## WHAT THE TASK REQUIRES
What do the lines from the one containing "Could you point out the reflective" through the end of the entries say? Quote them exactly, and only them.

## PROVIDED MATERIAL
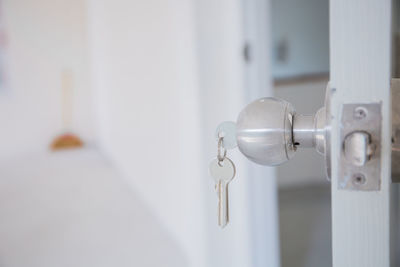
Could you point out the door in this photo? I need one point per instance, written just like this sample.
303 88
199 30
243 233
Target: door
360 72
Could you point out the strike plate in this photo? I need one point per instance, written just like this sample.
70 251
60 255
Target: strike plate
365 118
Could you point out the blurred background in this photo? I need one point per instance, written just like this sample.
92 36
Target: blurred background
107 114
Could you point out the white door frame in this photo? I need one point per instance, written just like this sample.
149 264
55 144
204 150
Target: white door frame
263 187
360 71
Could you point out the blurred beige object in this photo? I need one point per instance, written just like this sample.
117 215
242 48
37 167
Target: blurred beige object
67 139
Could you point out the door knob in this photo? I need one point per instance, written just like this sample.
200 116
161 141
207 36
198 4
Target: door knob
269 131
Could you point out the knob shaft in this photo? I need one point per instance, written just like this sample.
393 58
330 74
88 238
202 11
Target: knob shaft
269 131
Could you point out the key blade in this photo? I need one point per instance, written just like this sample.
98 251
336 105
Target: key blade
223 204
222 172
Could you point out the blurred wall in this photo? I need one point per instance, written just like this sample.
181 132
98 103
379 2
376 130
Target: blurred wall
144 74
165 74
30 107
300 37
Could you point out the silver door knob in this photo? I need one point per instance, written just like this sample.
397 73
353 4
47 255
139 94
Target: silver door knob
269 131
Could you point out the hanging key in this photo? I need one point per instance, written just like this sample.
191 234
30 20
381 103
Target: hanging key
223 171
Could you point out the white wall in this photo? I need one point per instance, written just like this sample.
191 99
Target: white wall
304 26
165 74
45 38
144 73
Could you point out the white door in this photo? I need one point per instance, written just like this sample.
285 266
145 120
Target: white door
360 72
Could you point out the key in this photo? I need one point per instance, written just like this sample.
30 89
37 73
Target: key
223 172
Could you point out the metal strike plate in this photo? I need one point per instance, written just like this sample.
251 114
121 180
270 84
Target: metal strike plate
395 86
364 118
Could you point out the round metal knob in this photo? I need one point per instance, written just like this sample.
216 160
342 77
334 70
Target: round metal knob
269 131
264 131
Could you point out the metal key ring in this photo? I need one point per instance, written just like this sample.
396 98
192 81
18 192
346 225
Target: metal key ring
220 147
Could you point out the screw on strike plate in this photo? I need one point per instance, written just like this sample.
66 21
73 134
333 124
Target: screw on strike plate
360 113
358 179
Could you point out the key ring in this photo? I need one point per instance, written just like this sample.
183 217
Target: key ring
221 148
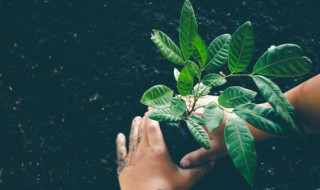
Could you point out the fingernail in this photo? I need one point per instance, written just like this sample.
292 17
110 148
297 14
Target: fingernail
185 163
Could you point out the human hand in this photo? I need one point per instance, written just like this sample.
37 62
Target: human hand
148 165
218 147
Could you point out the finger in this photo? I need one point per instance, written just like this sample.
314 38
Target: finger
121 151
134 135
196 157
154 133
192 175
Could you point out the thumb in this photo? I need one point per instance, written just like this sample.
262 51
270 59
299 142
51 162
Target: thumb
196 157
192 175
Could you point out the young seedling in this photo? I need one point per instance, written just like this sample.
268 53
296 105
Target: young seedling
237 51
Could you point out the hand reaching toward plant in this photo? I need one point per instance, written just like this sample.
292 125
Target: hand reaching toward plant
147 165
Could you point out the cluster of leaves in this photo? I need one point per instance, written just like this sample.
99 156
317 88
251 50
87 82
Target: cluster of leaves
237 51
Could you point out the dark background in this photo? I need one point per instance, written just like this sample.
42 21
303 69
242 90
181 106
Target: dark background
72 73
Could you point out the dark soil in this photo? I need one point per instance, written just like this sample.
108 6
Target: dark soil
72 73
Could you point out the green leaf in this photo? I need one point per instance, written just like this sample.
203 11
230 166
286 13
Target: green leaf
176 73
201 90
235 96
158 96
188 29
218 52
167 47
164 115
241 48
200 51
199 134
196 119
283 61
194 68
212 116
178 106
264 118
185 81
241 148
273 95
213 79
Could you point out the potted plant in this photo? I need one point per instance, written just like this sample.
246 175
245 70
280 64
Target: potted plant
196 79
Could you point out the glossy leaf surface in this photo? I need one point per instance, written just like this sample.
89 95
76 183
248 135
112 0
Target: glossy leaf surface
218 52
235 96
199 134
213 79
212 116
241 48
188 29
283 61
185 81
167 47
241 147
164 115
158 96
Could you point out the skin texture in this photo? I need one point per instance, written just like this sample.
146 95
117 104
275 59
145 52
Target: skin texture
305 100
147 164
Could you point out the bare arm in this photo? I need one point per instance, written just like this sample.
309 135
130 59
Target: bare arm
305 99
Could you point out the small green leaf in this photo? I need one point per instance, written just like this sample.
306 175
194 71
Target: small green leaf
283 61
241 48
218 52
176 73
241 148
235 96
178 106
185 81
188 29
199 134
213 79
167 47
201 90
264 118
196 119
212 116
273 95
200 51
194 68
164 115
158 96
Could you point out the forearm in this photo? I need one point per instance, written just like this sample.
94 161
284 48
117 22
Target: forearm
305 99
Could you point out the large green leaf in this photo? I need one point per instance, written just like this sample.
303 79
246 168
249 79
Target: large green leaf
212 116
201 88
164 115
167 47
194 68
185 81
158 96
264 118
241 48
235 96
218 52
200 51
283 61
199 134
273 95
241 148
197 119
213 79
188 29
178 106
176 73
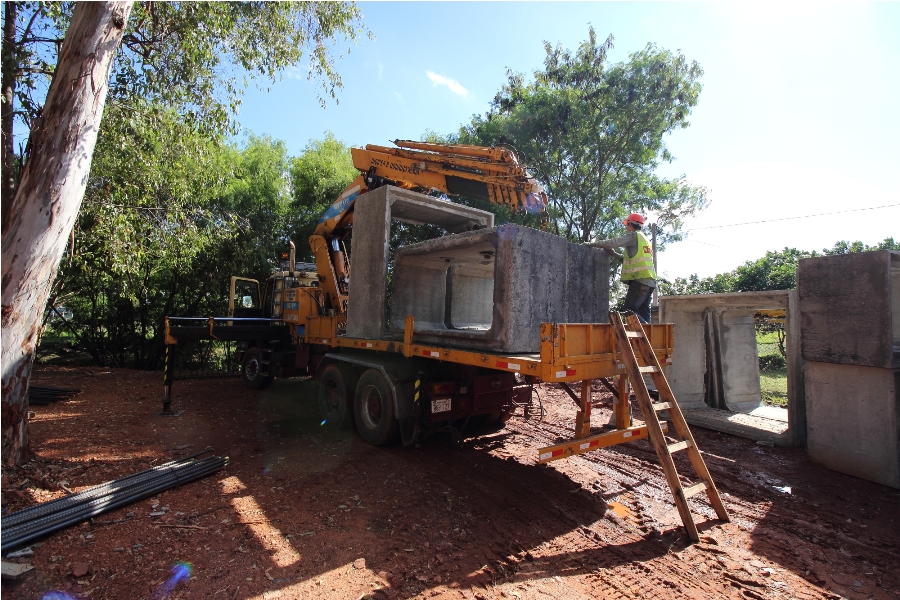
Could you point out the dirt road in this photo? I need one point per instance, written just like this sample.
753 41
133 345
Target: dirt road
307 512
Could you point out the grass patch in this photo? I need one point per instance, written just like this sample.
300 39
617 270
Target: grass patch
773 387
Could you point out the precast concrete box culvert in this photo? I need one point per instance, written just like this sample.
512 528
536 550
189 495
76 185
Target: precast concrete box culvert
491 289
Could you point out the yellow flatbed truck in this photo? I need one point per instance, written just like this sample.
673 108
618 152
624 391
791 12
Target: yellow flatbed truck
391 387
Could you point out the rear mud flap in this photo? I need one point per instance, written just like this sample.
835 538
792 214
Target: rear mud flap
410 432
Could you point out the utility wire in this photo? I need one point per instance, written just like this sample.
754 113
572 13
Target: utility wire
839 212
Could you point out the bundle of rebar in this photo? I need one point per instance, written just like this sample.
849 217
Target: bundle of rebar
37 521
42 395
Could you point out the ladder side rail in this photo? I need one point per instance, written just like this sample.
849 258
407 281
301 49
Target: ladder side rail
653 427
680 424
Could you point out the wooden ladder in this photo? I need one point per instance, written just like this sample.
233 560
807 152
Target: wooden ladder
633 344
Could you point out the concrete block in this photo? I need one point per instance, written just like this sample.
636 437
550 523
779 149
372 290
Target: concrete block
850 308
852 417
491 289
715 363
373 213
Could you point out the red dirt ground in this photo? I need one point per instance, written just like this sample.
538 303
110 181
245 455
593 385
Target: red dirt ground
307 512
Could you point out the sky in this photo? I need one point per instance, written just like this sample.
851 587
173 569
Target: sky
798 116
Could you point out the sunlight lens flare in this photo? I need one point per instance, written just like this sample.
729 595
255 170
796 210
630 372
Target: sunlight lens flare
180 572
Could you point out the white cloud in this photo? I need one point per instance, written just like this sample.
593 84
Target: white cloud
452 84
792 201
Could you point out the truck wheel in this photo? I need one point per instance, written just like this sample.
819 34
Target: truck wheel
251 370
374 409
335 396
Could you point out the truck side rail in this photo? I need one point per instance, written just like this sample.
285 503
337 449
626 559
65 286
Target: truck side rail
569 351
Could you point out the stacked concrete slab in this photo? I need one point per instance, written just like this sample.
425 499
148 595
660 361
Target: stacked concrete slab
850 338
491 289
715 370
372 216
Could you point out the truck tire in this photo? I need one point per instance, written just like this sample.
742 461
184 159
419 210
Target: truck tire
335 396
251 370
374 409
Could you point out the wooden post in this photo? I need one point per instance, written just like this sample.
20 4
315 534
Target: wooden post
168 377
620 408
583 417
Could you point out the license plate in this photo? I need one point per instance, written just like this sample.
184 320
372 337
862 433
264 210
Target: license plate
441 405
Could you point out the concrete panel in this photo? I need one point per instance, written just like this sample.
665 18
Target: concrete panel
373 212
522 275
852 416
714 361
740 364
847 305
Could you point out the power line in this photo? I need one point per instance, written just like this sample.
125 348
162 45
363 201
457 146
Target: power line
839 212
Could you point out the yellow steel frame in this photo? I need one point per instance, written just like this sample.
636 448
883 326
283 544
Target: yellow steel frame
570 352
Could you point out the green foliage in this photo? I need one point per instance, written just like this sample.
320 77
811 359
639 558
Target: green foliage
189 54
146 220
194 57
318 176
169 215
592 133
774 271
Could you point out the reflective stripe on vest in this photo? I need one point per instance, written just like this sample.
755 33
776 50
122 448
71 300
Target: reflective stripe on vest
639 266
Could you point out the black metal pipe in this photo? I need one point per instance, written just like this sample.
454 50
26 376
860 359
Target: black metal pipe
90 493
27 532
103 499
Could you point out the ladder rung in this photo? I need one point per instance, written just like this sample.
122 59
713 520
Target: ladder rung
694 489
679 446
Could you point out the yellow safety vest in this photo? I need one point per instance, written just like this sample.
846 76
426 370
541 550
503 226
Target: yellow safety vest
639 266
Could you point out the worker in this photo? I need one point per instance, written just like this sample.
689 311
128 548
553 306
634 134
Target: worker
637 265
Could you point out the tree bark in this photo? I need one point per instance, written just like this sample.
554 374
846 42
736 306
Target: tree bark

## FINAL RESULT
Could you point out the reflective stripe on vest in this photo? I need one point per instance, written just like this sample.
755 33
776 50
122 448
71 300
Target: reflective stripe on vest
639 266
Could you point out the black metal pipe in this photo? I need one point per instance, written just like this sample.
454 50
26 376
860 359
Target: black metal pipe
90 493
27 532
103 499
Could you point out the ladder rung in this photo? I need one point per instance, written just like this sample.
122 59
713 520
Target: ladder rung
694 489
679 446
Could you point out the yellow safety vest in this photo? I need one point per instance, written just like this sample.
846 76
426 370
541 550
503 226
Target: yellow safety vest
639 266
Could you point out the worker in this photo? I need one point per instance, written just like this sample.
689 311
128 548
553 306
634 134
Target: worker
637 265
Could you point out the tree bark in this photo? I need one point per instance, written just like this sample.
554 374
846 42
736 306
Target: tree bark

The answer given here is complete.